* **WORK TO BE COMPLETED**:
Show every line below that contains the string "navy". Case counts.

-- START OF INFORMATION SUPPLIED --

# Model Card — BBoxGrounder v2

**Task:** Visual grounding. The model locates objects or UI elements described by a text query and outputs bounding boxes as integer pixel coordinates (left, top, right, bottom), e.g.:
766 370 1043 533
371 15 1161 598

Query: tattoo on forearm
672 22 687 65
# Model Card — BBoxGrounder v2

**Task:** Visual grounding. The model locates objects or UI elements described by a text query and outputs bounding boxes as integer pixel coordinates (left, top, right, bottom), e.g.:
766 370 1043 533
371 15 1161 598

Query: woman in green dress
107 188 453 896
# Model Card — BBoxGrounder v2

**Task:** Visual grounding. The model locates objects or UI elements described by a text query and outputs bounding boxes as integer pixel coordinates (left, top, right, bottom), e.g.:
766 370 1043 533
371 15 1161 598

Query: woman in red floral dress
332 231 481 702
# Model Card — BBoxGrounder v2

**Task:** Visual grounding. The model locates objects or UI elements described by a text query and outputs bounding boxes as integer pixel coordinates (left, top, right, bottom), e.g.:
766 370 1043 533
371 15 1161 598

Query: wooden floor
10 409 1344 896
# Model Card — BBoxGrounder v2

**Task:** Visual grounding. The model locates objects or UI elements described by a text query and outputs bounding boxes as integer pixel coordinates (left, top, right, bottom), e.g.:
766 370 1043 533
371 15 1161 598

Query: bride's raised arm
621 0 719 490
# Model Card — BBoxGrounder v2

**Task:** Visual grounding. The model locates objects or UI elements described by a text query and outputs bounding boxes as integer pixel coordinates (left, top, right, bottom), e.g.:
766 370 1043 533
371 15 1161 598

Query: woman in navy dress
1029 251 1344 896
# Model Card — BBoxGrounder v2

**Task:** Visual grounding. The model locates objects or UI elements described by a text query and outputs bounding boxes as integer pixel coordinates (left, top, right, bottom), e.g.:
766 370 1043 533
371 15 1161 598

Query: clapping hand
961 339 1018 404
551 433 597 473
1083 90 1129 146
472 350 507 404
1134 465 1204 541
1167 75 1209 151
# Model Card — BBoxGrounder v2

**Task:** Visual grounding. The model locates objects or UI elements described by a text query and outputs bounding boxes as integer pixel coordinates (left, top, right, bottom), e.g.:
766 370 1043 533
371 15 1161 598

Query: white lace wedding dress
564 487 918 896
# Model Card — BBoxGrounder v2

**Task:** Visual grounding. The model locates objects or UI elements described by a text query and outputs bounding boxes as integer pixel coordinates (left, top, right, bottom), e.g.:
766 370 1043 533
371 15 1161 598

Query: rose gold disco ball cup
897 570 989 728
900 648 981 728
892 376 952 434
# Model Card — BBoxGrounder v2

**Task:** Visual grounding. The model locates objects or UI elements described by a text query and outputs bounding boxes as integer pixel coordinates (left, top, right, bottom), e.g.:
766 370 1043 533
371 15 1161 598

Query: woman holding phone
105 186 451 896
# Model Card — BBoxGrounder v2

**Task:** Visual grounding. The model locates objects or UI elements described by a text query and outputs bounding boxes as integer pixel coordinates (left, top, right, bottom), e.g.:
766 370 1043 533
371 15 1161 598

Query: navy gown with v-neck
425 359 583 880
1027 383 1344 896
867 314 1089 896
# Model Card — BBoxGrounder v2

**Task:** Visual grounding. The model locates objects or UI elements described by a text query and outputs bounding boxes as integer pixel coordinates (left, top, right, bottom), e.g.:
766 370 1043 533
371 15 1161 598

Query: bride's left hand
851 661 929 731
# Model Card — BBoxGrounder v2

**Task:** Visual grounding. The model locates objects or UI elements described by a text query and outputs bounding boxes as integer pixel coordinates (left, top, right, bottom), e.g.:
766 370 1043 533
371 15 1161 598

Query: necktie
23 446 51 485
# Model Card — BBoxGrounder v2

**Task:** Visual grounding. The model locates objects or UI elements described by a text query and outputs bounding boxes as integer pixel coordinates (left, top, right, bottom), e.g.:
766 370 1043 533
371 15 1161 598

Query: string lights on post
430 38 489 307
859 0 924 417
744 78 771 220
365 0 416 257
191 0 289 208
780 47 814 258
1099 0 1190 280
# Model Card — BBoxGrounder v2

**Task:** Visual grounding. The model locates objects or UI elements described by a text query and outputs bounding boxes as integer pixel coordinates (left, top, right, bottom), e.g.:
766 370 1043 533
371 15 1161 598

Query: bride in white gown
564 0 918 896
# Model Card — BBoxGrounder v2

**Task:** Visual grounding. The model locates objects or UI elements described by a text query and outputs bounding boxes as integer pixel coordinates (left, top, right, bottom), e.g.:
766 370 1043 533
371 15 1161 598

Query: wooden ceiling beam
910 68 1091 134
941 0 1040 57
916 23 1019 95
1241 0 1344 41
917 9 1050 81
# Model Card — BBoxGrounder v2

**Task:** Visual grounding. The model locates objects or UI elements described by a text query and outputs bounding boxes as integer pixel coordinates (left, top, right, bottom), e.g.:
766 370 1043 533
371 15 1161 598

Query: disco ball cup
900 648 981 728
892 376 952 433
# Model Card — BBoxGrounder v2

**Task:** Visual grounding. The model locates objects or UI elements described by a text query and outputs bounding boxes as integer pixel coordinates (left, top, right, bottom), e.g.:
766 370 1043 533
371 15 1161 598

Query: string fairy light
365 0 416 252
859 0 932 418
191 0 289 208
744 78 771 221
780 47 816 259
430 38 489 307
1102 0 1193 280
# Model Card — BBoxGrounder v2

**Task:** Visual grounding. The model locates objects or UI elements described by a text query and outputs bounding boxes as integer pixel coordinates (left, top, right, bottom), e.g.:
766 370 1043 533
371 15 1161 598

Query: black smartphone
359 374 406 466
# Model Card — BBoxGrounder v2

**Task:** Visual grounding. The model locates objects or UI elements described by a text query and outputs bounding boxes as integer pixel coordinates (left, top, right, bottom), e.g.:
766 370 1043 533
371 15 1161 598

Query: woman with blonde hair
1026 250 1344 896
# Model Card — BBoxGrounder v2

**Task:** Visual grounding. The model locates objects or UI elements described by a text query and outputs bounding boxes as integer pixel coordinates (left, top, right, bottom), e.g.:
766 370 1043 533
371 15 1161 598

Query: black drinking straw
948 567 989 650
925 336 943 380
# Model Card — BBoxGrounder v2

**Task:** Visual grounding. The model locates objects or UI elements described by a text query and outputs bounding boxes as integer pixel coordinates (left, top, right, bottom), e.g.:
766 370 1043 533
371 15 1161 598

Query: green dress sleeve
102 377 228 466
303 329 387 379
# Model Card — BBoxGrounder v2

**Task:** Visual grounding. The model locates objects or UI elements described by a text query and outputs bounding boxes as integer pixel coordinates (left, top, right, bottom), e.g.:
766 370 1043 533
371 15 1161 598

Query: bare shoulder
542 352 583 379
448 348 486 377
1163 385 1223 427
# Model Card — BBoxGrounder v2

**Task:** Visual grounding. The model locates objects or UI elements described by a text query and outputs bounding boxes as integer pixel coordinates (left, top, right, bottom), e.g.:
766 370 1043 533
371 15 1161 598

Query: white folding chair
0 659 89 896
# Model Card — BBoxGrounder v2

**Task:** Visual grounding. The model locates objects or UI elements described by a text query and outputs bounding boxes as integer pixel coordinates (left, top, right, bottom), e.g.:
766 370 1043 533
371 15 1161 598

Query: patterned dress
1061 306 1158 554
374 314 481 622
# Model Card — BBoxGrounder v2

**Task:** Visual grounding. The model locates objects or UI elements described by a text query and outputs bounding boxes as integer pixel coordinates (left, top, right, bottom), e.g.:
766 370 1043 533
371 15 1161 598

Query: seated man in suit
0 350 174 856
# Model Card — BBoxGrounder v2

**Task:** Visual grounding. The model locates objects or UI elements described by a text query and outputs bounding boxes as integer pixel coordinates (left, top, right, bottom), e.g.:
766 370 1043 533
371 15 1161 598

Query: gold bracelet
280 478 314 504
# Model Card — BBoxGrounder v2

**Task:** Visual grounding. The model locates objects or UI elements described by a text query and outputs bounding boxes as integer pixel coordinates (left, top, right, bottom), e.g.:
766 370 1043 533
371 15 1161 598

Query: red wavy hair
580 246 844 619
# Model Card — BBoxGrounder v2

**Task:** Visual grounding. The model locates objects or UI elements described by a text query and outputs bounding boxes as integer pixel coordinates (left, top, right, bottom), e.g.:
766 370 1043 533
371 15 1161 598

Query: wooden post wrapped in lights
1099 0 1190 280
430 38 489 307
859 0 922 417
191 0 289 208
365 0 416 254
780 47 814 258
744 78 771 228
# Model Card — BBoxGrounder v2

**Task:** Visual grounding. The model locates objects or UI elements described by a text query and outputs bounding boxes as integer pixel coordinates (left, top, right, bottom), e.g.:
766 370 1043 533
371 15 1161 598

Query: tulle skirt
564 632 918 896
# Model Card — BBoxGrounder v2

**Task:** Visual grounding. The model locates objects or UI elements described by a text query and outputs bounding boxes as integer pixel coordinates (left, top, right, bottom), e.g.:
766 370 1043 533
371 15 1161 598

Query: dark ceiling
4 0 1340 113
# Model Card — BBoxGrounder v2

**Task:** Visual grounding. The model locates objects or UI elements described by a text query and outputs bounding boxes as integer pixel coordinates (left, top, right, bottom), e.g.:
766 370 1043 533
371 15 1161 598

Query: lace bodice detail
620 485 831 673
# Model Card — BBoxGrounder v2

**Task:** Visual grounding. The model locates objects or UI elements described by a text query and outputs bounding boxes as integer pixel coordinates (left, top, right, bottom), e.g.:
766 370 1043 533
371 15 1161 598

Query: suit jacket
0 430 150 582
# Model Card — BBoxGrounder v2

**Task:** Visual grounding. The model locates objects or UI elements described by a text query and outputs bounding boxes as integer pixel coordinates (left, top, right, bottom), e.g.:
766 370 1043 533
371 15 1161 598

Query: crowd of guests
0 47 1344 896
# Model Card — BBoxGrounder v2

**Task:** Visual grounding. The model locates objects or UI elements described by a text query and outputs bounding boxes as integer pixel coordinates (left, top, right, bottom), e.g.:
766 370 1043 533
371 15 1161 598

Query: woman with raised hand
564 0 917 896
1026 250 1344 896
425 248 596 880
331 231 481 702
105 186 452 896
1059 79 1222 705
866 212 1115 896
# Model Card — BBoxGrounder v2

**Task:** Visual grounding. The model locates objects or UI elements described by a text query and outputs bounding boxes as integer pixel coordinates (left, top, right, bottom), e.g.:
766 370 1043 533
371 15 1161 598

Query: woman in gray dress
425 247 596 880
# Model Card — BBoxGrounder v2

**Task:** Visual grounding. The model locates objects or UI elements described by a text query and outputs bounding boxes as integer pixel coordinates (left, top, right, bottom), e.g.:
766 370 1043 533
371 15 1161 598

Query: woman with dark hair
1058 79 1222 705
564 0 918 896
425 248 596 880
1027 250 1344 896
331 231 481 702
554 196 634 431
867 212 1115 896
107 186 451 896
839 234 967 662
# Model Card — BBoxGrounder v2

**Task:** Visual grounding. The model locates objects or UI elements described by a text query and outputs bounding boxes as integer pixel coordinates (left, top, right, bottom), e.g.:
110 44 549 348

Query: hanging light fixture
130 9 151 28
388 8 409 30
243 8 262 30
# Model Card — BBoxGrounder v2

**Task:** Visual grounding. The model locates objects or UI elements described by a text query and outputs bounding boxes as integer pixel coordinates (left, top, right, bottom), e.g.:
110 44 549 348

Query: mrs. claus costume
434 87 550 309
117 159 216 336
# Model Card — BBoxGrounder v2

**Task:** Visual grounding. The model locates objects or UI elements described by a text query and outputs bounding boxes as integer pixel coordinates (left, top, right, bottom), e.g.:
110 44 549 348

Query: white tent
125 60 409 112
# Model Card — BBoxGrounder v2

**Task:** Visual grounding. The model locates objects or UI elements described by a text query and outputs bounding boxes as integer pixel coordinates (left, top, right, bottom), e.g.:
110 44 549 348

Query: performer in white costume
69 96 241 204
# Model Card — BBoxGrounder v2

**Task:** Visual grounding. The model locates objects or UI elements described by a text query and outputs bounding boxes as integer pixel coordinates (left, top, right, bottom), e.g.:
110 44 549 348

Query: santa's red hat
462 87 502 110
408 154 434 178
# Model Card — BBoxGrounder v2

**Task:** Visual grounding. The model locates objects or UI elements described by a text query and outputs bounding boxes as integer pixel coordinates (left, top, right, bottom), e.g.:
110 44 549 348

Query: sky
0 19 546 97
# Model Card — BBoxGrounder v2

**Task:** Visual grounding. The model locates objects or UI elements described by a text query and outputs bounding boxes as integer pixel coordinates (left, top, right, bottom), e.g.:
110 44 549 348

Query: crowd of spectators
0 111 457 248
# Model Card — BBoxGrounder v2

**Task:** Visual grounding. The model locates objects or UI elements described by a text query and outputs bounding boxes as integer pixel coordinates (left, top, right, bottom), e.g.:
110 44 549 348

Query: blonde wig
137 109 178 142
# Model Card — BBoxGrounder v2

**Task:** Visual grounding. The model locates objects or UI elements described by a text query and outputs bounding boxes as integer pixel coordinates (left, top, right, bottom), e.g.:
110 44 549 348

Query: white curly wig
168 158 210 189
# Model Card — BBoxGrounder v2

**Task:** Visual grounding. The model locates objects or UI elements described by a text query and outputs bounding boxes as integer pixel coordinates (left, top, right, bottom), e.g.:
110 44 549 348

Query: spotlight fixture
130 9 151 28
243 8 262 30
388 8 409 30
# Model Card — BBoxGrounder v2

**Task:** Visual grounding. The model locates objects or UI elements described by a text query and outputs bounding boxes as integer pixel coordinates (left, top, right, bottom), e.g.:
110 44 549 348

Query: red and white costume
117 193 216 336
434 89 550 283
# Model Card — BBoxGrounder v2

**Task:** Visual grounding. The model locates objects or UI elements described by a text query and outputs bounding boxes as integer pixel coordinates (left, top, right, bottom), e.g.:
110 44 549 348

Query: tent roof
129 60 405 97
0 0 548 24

-- END OF INFORMATION SUPPLIED --

* **TASK RESULT**:
Query: woman in navy dress
Query: navy gown with v-neck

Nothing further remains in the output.